Rows from a pointing dataset:
++++++++++
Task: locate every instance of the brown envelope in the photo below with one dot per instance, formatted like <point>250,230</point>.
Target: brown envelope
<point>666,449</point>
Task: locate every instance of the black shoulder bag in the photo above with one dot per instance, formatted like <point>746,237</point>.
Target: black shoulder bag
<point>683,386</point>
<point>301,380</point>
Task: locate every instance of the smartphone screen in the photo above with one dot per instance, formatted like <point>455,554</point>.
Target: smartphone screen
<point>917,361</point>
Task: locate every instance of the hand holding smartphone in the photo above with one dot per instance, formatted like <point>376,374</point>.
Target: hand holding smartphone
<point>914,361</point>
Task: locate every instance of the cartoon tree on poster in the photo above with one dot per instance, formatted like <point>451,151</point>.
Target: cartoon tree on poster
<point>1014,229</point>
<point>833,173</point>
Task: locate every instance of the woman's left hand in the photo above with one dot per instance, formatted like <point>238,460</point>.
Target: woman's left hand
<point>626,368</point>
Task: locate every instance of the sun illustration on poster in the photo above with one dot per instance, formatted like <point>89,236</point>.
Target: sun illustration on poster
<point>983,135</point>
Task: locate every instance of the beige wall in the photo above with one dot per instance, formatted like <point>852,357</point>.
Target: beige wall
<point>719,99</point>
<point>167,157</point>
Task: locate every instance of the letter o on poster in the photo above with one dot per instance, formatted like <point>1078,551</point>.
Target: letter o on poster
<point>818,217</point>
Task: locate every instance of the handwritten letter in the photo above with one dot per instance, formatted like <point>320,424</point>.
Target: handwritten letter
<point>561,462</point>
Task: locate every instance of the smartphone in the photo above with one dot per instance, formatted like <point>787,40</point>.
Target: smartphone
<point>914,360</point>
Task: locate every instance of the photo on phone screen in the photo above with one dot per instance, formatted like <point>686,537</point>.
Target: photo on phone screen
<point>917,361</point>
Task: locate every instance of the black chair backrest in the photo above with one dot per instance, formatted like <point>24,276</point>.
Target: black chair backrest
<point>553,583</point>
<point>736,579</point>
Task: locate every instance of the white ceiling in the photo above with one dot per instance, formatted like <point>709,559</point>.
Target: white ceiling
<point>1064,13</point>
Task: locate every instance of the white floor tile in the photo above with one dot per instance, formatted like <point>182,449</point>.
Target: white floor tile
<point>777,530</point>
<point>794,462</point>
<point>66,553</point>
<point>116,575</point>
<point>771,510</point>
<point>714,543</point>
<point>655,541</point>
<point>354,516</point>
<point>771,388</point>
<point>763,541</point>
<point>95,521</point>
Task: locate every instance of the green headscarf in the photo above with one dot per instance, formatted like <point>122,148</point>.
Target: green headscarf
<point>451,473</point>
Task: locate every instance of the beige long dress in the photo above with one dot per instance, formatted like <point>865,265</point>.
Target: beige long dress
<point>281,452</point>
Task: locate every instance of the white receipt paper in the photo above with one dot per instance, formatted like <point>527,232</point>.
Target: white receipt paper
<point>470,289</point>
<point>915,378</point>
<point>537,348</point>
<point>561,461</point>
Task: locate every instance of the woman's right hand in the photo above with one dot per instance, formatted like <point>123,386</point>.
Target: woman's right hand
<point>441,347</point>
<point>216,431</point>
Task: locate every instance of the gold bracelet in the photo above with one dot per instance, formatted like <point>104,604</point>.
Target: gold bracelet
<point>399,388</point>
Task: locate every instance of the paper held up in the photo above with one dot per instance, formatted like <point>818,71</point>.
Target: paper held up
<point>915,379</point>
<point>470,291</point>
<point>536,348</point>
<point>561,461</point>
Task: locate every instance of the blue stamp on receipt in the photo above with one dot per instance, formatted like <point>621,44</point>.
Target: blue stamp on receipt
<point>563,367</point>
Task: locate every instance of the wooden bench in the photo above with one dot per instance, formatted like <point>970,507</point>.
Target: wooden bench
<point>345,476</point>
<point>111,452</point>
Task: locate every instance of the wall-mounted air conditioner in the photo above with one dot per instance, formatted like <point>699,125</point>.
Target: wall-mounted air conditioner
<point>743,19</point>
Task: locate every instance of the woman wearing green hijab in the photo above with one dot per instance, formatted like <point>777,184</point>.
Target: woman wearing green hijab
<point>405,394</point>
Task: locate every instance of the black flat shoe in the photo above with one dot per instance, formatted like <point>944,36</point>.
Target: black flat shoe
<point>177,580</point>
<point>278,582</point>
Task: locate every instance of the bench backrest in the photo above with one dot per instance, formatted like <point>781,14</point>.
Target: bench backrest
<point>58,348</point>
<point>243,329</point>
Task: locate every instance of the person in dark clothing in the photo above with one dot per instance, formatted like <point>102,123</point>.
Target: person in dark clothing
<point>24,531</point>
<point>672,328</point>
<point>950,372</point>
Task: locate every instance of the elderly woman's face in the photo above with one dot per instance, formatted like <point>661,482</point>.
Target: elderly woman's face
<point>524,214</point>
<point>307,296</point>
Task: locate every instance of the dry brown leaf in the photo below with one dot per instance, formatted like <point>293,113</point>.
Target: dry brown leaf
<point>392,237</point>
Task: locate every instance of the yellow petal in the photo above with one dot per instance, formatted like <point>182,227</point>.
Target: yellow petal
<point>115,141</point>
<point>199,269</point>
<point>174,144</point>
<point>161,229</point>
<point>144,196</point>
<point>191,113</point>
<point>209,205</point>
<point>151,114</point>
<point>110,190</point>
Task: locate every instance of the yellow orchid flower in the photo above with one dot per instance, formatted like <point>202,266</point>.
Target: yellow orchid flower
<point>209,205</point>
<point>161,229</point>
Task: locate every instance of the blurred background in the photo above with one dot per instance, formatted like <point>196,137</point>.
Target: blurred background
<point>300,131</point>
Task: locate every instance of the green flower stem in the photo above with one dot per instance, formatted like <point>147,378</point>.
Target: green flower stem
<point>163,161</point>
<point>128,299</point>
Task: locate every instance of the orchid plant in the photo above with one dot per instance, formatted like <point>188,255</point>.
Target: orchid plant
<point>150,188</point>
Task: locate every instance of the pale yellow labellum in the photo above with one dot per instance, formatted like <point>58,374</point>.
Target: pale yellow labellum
++++++++++
INSTRUCTIONS TO FOLLOW: Please format the lines of all the records above as a JSON list of strings, one string per line, leaving out blank lines.

CORRECT ANSWER:
[
  "Task: locate every instance of the brown envelope in the photo below with one dot per instance, formatted like <point>250,230</point>.",
  "Target: brown envelope",
  "<point>666,449</point>",
  "Task: locate every instance of the black shoulder bag in the photo above with one dot per instance, formatted like <point>746,237</point>.",
  "Target: black shoulder bag",
  "<point>683,386</point>",
  "<point>301,380</point>",
  "Task: locate every instance of the smartphone screen in the photo above with one dot per instance, formatted like <point>455,554</point>.",
  "Target: smartphone screen",
  "<point>917,361</point>",
  "Task: locate every instance of the hand holding smartphone in the photo above with one dot per instance, formatted like <point>376,374</point>.",
  "Target: hand holding smartphone",
  "<point>914,361</point>",
  "Task: locate every instance of the cartoon tree on poster in the photo above with one dot per instance, formatted like <point>451,151</point>.",
  "Target: cartoon tree on poster",
  "<point>1014,229</point>",
  "<point>833,173</point>",
  "Task: locate every instance of the woman's left hand in the photo above with one dot per instance, formatted like <point>238,460</point>.",
  "Target: woman's left hand",
  "<point>626,368</point>",
  "Task: locate every instance of the sun illustration on poster in the photo above with one dot per instance, formatted like <point>89,236</point>.",
  "Target: sun illustration on poster",
  "<point>983,135</point>",
  "Task: locate every instance of the beige wall in the photo above with one dot per instance, formatted like <point>852,357</point>.",
  "Target: beige wall",
  "<point>719,99</point>",
  "<point>167,157</point>",
  "Task: locate every instance of the letter o on poster in the photo above with one dot per instance, formatted like <point>1078,551</point>.",
  "Target: letter o on poster",
  "<point>818,217</point>",
  "Task: locate every instance of the handwritten letter in the photo above with one dot per instance, formatted like <point>320,424</point>.",
  "Target: handwritten letter",
  "<point>561,462</point>",
  "Task: locate every instance of the smartphone in the photo above with one dot per instance, formatted like <point>787,40</point>.",
  "Target: smartphone",
  "<point>914,360</point>",
  "Task: locate every instance of the photo on phone screen in the photo above with one dot per instance, formatted like <point>686,537</point>.",
  "Target: photo on phone screen",
  "<point>917,361</point>",
  "Task: locate every instance of the black chair backrest in the photo above with one dot per instance, formatted like <point>24,276</point>.",
  "Target: black chair backrest",
  "<point>553,583</point>",
  "<point>736,579</point>",
  "Task: locate every instance of the white ceiling in the photo above with one dot per instance, formatted like <point>709,559</point>.",
  "Target: white ceiling",
  "<point>1064,13</point>",
  "Task: locate every instance of the white floor tile in the photo above with one dot per instance, formatted like <point>182,449</point>.",
  "Target: white floor tile",
  "<point>777,530</point>",
  "<point>794,462</point>",
  "<point>66,553</point>",
  "<point>116,575</point>",
  "<point>771,510</point>",
  "<point>714,543</point>",
  "<point>655,541</point>",
  "<point>354,516</point>",
  "<point>771,388</point>",
  "<point>763,541</point>",
  "<point>95,521</point>",
  "Task: locate every instance of the green headscarf in the photo above with one dot per instance, formatted like <point>122,148</point>.",
  "Target: green headscarf",
  "<point>451,473</point>",
  "Task: locate every instance of the beige long dress in the photo above with one dot per instance, formatted like <point>865,265</point>.",
  "Target: beige long dress",
  "<point>281,452</point>",
  "Task: locate every instance of the white receipt paper in the photo above with one dot per instance, formatted like <point>527,232</point>.",
  "Target: white receipt paper",
  "<point>470,289</point>",
  "<point>915,378</point>",
  "<point>537,348</point>",
  "<point>561,461</point>",
  "Task: locate every instance of the woman's right hand in the photo above with one dot per instance, formatted like <point>123,386</point>.",
  "Target: woman's right hand",
  "<point>441,347</point>",
  "<point>216,431</point>",
  "Task: locate every instance of the gold bracelet in the photo above with one dot per instance, formatted like <point>104,604</point>.",
  "Target: gold bracelet",
  "<point>399,388</point>",
  "Task: locate every instance of the paper held up in the photo above with one dot per instance, formatted like <point>818,71</point>.",
  "Target: paper held up",
  "<point>915,379</point>",
  "<point>470,291</point>",
  "<point>536,348</point>",
  "<point>561,461</point>",
  "Task: locate every instance of the blue stamp on receipt in the photo above with one dot per instance, formatted like <point>621,44</point>.",
  "Target: blue stamp on receipt",
  "<point>563,367</point>",
  "Task: locate every instance of the wooden bench in the photo above with one dot per instance, formatted like <point>970,507</point>.",
  "Target: wooden bench",
  "<point>345,476</point>",
  "<point>111,452</point>",
  "Task: locate every instance of the wall-mounted air conditioner in the photo above with one dot per instance, formatted like <point>699,125</point>.",
  "Target: wall-mounted air conditioner",
  "<point>743,19</point>",
  "Task: locate every instance of the woman wearing green hijab in the photo above with one dot per instance, formatted like <point>777,184</point>.",
  "Target: woman wearing green hijab",
  "<point>405,394</point>",
  "Task: locate every instance of the black flat shoe in the photo above with one dot per instance, formatted like <point>944,36</point>.",
  "Target: black flat shoe",
  "<point>177,580</point>",
  "<point>278,582</point>",
  "Task: locate every instance of the bench backrest in the photo above with one dot per instance, formatted like <point>781,14</point>.",
  "Target: bench backrest",
  "<point>58,348</point>",
  "<point>243,329</point>",
  "Task: locate every instance of the person in dark clothing in the photo above with one dot per instance, formatted like <point>102,123</point>.",
  "Target: person in dark clothing",
  "<point>24,531</point>",
  "<point>672,328</point>",
  "<point>950,372</point>",
  "Task: locate every instance of the elderly woman's face in the photo above with one dot per instance, formatted like <point>661,482</point>.",
  "Target: elderly woman's face",
  "<point>524,214</point>",
  "<point>307,296</point>",
  "Task: locate every instance of the dry brown leaf in the photo below with one dot per instance, formatted like <point>293,113</point>.",
  "Target: dry brown leaf",
  "<point>392,237</point>",
  "Task: locate every instance of the yellow petal in the photo above with one dot per instance, formatted like <point>182,227</point>.",
  "Target: yellow petal",
  "<point>115,141</point>",
  "<point>199,269</point>",
  "<point>174,144</point>",
  "<point>161,229</point>",
  "<point>144,196</point>",
  "<point>191,113</point>",
  "<point>209,205</point>",
  "<point>151,114</point>",
  "<point>110,190</point>",
  "Task: locate every instance of the yellow orchid flower in the photo above with one dot per instance, formatted like <point>202,266</point>.",
  "Target: yellow orchid flower",
  "<point>209,205</point>",
  "<point>161,229</point>",
  "Task: locate every instance of the blurred background in the photo above with one dot per instance, formatted like <point>196,137</point>.",
  "Target: blurred background",
  "<point>300,131</point>",
  "Task: locate every instance of the green flower stem in the photo above with one dot per instance, formatted like <point>147,378</point>.",
  "Target: green flower stem",
  "<point>163,161</point>",
  "<point>128,299</point>",
  "Task: locate every instance of the orchid plant in the photo above with one dot per instance, formatted like <point>188,255</point>.",
  "Target: orchid plant",
  "<point>150,188</point>",
  "Task: locate every instance of the pale yellow labellum in the photo above with one dot per instance, formatted like <point>58,374</point>.",
  "Target: pale yellow labellum"
]